:: Data in this exercise ::
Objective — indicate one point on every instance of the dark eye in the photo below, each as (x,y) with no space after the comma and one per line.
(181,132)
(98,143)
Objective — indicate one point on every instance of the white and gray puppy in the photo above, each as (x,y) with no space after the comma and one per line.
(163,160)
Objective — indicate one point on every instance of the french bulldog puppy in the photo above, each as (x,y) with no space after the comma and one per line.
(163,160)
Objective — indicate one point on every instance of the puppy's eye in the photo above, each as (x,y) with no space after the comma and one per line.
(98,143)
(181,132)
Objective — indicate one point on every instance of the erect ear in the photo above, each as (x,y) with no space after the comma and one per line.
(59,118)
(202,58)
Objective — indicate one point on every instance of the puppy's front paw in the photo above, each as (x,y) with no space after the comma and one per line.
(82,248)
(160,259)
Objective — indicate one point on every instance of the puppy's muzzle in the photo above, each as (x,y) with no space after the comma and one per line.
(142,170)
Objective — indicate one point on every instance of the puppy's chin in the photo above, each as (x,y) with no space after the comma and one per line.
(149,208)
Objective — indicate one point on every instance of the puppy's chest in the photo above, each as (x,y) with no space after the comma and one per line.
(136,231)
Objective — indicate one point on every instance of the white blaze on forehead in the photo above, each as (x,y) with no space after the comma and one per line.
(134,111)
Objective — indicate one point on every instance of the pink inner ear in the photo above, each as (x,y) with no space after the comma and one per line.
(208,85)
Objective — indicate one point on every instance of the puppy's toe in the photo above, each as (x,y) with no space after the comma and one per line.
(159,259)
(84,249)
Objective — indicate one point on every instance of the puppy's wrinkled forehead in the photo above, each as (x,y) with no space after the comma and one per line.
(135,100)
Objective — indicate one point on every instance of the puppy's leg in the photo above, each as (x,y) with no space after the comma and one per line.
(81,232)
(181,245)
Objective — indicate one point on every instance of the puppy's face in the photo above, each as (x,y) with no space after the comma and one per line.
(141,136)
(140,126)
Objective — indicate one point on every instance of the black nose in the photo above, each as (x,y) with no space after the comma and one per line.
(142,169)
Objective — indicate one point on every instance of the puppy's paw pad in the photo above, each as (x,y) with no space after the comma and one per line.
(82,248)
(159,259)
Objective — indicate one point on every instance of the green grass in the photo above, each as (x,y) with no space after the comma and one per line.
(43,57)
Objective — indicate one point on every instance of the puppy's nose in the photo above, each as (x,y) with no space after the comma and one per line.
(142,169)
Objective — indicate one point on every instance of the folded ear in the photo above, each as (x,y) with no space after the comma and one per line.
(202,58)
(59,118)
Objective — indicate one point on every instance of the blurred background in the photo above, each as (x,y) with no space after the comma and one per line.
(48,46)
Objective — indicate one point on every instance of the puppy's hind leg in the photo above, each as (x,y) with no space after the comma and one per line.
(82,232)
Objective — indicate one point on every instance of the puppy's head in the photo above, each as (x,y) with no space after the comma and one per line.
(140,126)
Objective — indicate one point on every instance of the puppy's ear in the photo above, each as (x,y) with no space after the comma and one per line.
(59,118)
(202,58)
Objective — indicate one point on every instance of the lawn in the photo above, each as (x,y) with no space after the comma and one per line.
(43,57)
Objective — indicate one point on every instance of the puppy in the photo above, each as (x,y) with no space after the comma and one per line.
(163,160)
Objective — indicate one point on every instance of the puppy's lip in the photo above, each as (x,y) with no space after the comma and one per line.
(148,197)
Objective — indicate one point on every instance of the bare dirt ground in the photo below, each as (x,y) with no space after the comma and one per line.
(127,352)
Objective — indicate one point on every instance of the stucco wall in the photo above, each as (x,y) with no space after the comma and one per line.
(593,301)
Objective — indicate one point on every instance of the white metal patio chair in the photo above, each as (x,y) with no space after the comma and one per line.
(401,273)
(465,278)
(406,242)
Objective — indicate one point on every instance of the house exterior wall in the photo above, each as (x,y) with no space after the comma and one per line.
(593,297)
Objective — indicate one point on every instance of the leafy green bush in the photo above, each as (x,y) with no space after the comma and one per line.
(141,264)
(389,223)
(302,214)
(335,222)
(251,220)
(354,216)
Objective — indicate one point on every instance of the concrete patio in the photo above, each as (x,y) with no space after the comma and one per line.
:::
All of the material is to be retyped verbatim.

> Finished exercise:
Objective — indicate one point on every instance of the dark eye in the photo below, each as (x,y) with no space after the comma and one per line.
(181,132)
(98,143)
Objective — indicate one point on every instance of the white and gray puppy in the photo above, each as (x,y) with no space after the comma and one per line.
(163,160)
Objective — indicate one point on every instance of the french bulldog puppy in the photo above, each as (x,y) with no space after the comma and one per line.
(163,160)
Objective — indicate one point on every instance of the puppy's eye in the photo above, each as (x,y) with no space after the comma and one per line.
(98,143)
(181,132)
Objective — indicate one point on every instance of the erect ear in the photo above, each as (x,y) with no space after the comma and one per line.
(59,118)
(202,58)
Objective — indicate one point on every instance of the puppy's front paw in the photo above, each as (x,y) with no space after the comma and one per line.
(82,248)
(160,259)
Objective — indicate one point on every instance of the puppy's muzzle in the photo above, each as (x,y) with no space after the comma and one per line.
(142,170)
Objective — indicate one point on every instance of the puppy's chin in the photo above, each as (x,y) with no space after the comma and one per line.
(149,208)
Objective — indicate one point on every instance of the puppy's chest in the photo above, each as (x,y) with no space after the comma and one per line.
(136,231)
Objective — indicate one point on every instance of the white blaze on forehead in the photo above, each as (x,y) with no space after the comma and one per line.
(134,111)
Objective — indicate one point on every instance of the pink inner ear in the photo above, each as (x,y) with no space after the comma and one per line.
(208,85)
Objective — indicate one point on every instance of the puppy's toe in the photo above, each as (x,y) with no space after the comma and one per line.
(159,259)
(84,249)
Objective — indicate one point on every instance of the puppy's wrinkled forehead in the photo above, each as (x,y) with no space after the comma and one per line.
(135,100)
Objective — indicate one point on every instance of the puppy's leg in the photo above, each as (x,y) with no space after the comma and one per line.
(81,232)
(181,245)
Objective — indicate one point on every instance of the puppy's face in the photo above, each as (x,y) with no space after the comma and one per line.
(141,136)
(140,126)
Objective — indicate one point on every instance of the black nose in the photo above, each as (x,y) with no space after the comma and one per line.
(142,169)
Objective — indicate one point on every instance of the puppy's paw pad in the photo above, each as (x,y) with no space after the comma and one per line.
(82,248)
(159,259)
Objective — indicate one point on every instance of the green grass in the photo above, each as (x,y) with no space after the comma and one per line.
(43,57)
Objective — indicate one point on every instance of the puppy's nose in the photo above, each as (x,y) with no space after the comma and one per line.
(142,169)
Objective — indicate one point on every instance of the folded ear in the photo above, each as (x,y) with no space after the comma and one per line.
(202,58)
(59,118)
Objective — indicate one point on every instance of the blurred background in the photo above, each as (x,y) with no space after the comma and one per line.
(48,46)
Objective — indicate one point on every instance of the puppy's hind leg in the photo above, each as (x,y) with no space after the comma and one per line.
(82,232)
Objective — indicate one point on every instance of the puppy's head in the photo above, each as (x,y) with no space after the comma and one per line.
(140,126)
Objective — indicate one point on every instance of the puppy's ear in the photo above, each as (x,y) with no space after the comma and one per line.
(59,118)
(202,58)
Objective — indicate one point on every instance of the lawn in the photo above, each as (x,y) with no space after the comma and one per line.
(43,57)
Objective — indicate one point on every instance of the puppy in the photo above, each as (x,y) with no space after the comma and one per line.
(163,160)
Objective — indicate one point on every instance of the puppy's lip in the photo above, each as (x,y) with no space after the comma and one per line.
(148,197)
Objective — indicate one point on every instance of the bare dirt ground in the photo below, each as (x,y) with no space after the comma and one per line.
(127,352)
Objective — indicate one point on every instance of the stucco wall in the photo above, each as (x,y) with no space after the comma and one per line.
(593,301)
Objective — indicate one point on every instance of the white metal patio chair in the photo above, each as (x,y) with no space after the comma and one per line.
(401,273)
(465,278)
(406,242)
Objective — indicate one point on every instance of the house exterior wall in the photo above, each as (x,y) with no space after the comma and one per line.
(593,297)
Objective — indicate one point on every instance of the leafy green bush in the photo above, each as (x,y) with no space after the comma and one per line.
(141,264)
(389,223)
(302,214)
(335,222)
(251,220)
(354,216)
Objective — indicate one point on every instance of the concrete patio in the photo above, each as (x,y) with no space after the comma and one per line.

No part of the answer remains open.